--- SELECTED TEXT ---

“One-two-THREE! CONTROL! ... and relax,” Ma Jian (馬建) urges.
The 78-year-old author is addressing a few dozen men clustered around a stage in Guangzhou, southern China, but he aspires to reach a much bigger audience: “China has more than 2,000 years of sexual history and culture and skills. It has sexual experience which western countries have never known. I want to introduce its expertise to people here and people overseas and make all men happy,” he said. “I want all women to benefit. I take guys who shoot in three minutes and teach them to hang on for 30. That’s long enough.”
Until 10 years ago this evangelist was, he said, “an underground worker,” toiling in the strictest secrecy. He grew up in the sexually repressive society created by Mao Zedong (毛澤東). The chairman may have shared his own bed with numerous women, but under his rule, bodies were disguised by shapeless suits and holding hands in public was shocking.

--- DATA PROVIDED ---
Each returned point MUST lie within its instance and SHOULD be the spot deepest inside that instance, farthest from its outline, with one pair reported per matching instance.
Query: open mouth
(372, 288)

--- PROBLEM ---
Answer these from the article about Ma Jian:
(a) How old is Ma Jian?
(b) In which city is the stage where he addresses the men?
(c) Who created the sexually repressive society he grew up in?

--- ANSWER TO THE TASK ---
(a) He is 78 years old.
(b) Guangzhou, in southern China.
(c) Mao Zedong.